* **Written instruction**:
Convert the data from the line containing "Draw the outline of every instance of the parked" through the end into a JSON list of strings with one string per line, skipping blank lines.

(Excerpts from segmentation data)
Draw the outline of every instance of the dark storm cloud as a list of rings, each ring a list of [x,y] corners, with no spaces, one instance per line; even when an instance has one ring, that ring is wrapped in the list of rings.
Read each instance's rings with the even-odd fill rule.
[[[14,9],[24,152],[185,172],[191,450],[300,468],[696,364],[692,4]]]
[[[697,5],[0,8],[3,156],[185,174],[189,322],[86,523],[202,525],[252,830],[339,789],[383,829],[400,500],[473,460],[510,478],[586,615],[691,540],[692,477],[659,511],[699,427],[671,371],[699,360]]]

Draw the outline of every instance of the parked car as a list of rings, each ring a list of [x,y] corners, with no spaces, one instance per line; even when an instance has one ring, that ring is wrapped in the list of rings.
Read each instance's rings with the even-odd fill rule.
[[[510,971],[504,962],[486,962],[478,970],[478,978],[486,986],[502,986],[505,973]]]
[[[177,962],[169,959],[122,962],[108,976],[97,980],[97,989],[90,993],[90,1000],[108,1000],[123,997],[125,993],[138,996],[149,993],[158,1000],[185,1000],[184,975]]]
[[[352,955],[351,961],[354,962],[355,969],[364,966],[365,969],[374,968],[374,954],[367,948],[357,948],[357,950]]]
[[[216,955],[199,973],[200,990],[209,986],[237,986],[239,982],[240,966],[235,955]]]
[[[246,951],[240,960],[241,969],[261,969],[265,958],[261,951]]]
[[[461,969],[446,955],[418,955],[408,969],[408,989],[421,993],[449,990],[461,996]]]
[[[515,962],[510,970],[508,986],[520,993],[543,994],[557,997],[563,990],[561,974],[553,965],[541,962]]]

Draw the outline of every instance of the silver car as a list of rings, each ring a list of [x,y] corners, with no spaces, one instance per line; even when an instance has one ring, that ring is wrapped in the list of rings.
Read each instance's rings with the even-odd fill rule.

* **Exercise solution**:
[
  "Draw the outline of every instance of the parked car as a list of rings, each ring a list of [x,y] corners, with no spaces, one instance per line; even when an instance has one ring, that ring is wrapped in the list of rings.",
  "Read each instance's rings with the even-odd fill rule.",
  "[[[510,971],[504,962],[486,962],[478,970],[478,978],[486,986],[502,986],[505,973]]]",
  "[[[177,962],[169,959],[122,962],[108,976],[97,980],[97,989],[90,993],[90,1000],[108,1000],[123,997],[125,993],[138,996],[149,993],[158,1000],[185,1000],[184,975]]]",
  "[[[352,955],[351,961],[354,962],[355,969],[364,966],[365,969],[374,968],[374,954],[367,948],[357,948],[357,950]]]",
  "[[[216,955],[199,973],[200,990],[209,986],[237,986],[239,982],[240,966],[235,955]]]",
  "[[[246,951],[240,960],[241,969],[261,969],[265,958],[261,951]]]",
  "[[[461,969],[446,955],[418,955],[408,969],[408,989],[421,993],[449,990],[461,996]]]",
  "[[[515,962],[510,970],[508,986],[520,993],[543,994],[557,997],[563,990],[561,974],[553,965],[541,962]]]",
  "Draw the outline of every instance of the silver car as a list of rings, each ring a list of [x,y] corners, with no spaces, one instance per line; even when an instance has one ring, that ring is wrapped in the list of rings.",
  "Read each instance's rings with the even-odd fill rule."
]